GOAL OF THE EXERCISE
Starting with the first line and going on through the line with "210L407 206L405 269L411", give the lines again with "green bush" swapped for "leafy shrub" and everything else unchanged.
* BEGIN *
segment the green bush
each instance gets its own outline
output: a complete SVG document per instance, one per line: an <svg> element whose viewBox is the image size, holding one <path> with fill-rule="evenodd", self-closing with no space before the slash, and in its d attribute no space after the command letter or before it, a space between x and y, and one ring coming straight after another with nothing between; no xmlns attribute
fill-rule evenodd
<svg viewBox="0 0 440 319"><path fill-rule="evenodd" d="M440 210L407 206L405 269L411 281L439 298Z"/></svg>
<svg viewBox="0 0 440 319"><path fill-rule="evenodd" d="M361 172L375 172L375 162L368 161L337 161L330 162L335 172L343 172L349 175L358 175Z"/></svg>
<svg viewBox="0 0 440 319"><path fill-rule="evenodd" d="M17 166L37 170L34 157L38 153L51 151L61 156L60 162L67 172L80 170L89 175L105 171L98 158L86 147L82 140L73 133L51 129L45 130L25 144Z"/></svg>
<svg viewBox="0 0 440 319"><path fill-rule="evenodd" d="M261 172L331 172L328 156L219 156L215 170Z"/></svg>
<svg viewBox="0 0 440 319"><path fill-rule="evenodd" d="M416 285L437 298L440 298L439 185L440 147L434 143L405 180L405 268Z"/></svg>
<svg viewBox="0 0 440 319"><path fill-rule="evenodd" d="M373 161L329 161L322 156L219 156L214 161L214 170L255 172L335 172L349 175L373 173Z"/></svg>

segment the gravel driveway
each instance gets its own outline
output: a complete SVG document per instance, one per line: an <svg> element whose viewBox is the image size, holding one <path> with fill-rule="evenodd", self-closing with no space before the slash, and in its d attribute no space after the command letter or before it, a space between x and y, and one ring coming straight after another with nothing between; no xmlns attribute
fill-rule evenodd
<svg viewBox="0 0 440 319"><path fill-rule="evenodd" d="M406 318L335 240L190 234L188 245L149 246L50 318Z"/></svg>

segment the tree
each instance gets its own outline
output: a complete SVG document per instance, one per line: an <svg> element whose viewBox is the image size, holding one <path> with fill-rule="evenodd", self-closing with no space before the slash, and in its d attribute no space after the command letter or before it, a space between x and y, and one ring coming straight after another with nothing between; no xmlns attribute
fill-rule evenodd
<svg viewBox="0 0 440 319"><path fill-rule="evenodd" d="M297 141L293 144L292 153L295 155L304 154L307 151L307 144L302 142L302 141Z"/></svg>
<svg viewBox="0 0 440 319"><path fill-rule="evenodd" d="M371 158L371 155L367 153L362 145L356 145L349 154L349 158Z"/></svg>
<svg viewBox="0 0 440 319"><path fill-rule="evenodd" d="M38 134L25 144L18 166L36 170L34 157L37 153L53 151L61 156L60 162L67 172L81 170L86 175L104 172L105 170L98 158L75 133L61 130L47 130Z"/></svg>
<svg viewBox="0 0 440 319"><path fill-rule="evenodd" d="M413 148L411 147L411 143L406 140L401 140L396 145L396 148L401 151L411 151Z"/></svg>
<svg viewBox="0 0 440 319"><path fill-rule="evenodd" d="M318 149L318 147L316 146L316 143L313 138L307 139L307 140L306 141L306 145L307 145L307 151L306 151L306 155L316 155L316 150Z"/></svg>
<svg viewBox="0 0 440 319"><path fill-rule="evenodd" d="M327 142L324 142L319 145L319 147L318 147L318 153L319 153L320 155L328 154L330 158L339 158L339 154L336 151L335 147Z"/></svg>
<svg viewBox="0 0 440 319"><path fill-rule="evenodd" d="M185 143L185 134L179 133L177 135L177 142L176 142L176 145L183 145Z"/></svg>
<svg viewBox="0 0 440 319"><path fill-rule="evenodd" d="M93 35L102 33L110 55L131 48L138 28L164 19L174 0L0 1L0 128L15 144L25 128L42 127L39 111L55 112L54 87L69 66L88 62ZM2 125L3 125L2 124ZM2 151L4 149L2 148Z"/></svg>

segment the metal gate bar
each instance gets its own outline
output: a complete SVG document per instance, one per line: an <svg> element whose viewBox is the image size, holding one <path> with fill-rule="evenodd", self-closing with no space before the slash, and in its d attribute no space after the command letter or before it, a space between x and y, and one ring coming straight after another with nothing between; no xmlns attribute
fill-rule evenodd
* END *
RESULT BELOW
segment the leafy shrub
each instance gets its own outline
output: a complete SVG document per instance, one per line: an <svg> element whose viewBox is the image size, holding one <path> with fill-rule="evenodd", self-closing with no space before the slash, and in its d attribute no space after the command letter or before it, a space between x and y, and one ring coming straight after another with nothing between; no xmlns attribute
fill-rule evenodd
<svg viewBox="0 0 440 319"><path fill-rule="evenodd" d="M440 210L407 206L405 269L411 281L439 298Z"/></svg>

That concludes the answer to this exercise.